Output, with no changes, the span of lines that opens with the line containing "polar bear front" and closes with the last line.
(begin)
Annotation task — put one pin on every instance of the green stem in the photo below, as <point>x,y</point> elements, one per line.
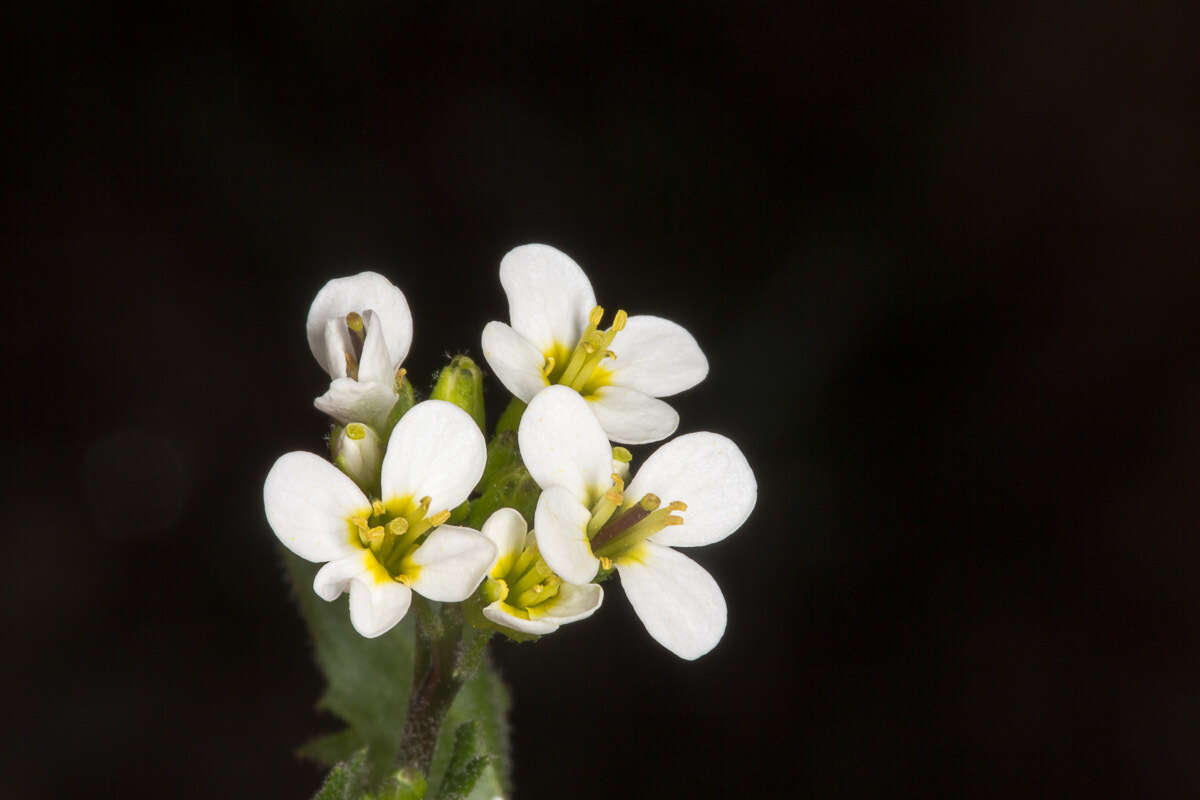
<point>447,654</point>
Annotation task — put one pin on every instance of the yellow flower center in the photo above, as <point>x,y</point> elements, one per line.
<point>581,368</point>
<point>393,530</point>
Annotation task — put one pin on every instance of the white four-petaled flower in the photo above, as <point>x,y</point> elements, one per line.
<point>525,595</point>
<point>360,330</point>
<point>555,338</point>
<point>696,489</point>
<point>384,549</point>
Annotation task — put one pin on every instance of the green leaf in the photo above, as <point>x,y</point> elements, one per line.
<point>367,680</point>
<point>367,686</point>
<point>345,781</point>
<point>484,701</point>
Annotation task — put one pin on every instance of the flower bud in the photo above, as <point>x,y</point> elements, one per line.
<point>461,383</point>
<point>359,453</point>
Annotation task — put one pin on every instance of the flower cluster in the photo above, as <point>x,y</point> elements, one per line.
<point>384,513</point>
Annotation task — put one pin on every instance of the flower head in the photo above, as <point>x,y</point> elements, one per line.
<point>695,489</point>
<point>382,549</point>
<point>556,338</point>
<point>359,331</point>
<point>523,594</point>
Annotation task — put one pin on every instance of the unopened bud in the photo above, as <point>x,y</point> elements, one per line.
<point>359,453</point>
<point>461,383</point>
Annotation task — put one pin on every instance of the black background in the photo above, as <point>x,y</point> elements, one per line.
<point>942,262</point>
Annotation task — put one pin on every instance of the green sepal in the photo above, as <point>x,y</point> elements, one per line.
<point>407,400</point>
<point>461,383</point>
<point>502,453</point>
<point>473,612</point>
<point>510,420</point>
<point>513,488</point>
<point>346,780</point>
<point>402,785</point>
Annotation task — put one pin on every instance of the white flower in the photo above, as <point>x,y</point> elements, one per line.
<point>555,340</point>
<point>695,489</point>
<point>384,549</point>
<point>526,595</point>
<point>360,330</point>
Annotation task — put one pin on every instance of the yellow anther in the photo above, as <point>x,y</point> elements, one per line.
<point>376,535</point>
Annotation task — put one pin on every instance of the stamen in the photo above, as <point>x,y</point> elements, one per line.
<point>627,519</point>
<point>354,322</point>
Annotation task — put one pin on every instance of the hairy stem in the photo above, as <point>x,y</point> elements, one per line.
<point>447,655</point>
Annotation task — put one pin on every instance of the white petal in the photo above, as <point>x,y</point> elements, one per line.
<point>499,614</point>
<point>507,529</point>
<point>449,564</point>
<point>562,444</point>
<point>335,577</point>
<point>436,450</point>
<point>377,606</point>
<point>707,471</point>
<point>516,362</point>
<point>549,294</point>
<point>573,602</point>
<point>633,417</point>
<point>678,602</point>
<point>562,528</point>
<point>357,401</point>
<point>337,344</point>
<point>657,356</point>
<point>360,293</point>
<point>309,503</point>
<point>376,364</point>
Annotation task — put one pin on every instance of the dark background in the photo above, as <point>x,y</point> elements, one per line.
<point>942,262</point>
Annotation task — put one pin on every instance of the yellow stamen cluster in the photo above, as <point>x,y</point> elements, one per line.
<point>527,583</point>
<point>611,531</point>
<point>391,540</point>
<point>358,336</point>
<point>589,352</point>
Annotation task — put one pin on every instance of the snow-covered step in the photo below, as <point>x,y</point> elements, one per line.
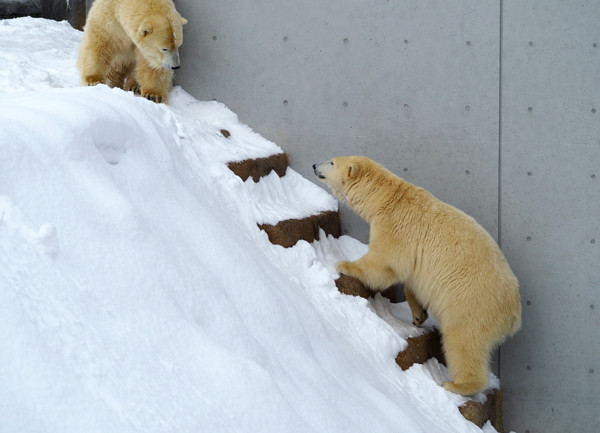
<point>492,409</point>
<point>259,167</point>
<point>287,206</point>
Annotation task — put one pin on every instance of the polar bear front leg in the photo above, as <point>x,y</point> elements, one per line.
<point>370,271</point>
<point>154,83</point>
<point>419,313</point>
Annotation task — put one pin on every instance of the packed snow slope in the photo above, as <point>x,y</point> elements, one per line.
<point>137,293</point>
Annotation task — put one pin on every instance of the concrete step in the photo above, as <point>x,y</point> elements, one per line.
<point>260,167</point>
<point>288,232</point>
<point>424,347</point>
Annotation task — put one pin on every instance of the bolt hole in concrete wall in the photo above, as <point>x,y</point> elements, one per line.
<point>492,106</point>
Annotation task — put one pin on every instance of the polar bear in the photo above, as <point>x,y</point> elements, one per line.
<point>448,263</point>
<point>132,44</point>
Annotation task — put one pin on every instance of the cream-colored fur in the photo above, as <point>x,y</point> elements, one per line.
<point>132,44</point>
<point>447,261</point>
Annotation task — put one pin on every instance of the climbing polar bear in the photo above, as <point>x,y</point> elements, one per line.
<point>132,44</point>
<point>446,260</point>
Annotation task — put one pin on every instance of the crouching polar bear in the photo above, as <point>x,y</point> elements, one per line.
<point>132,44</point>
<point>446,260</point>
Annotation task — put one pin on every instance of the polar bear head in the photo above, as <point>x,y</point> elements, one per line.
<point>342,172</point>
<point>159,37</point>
(end)
▶ **RESPONSE**:
Annotation task — put one pin on every instance of the polar bear front leg in the photo above, as <point>x,y</point> elements, one per line.
<point>370,271</point>
<point>154,83</point>
<point>419,313</point>
Annotation task — put one pin on every instance of the packed snow slope in the photo above, as <point>x,y</point> elements, one per line.
<point>137,293</point>
Annotation task — put one pin on every instance of the concrete step in the photo above, as <point>x,y</point> elements, one per line.
<point>260,167</point>
<point>288,232</point>
<point>424,347</point>
Annotation task — put one pin on every instance of the bolt hole in concrete wall in the photo above, as <point>x,y</point> elements, one per line.
<point>492,106</point>
Annotation task — put one pin on every instance of the polar bear in the photo above, as <point>x,y</point> elements, one per line.
<point>448,263</point>
<point>132,44</point>
Annotation task — put one pin on every instance of the cream-colored fur in the photo above, as <point>x,y</point> elements, one per line.
<point>132,44</point>
<point>447,261</point>
Annotation task — put one pin on every instance of the climbing polar bear in the photo above, as <point>x,y</point> elements, one per line.
<point>132,44</point>
<point>446,260</point>
Annotation task — put one pin on every instance of the crouching polar bear in the photo above, as <point>x,y</point> elements, one per line.
<point>132,44</point>
<point>446,260</point>
Annotation task — put one pin on every instance of the polar bear head in the photo above, as <point>x,y</point> elements, one per line.
<point>342,172</point>
<point>159,37</point>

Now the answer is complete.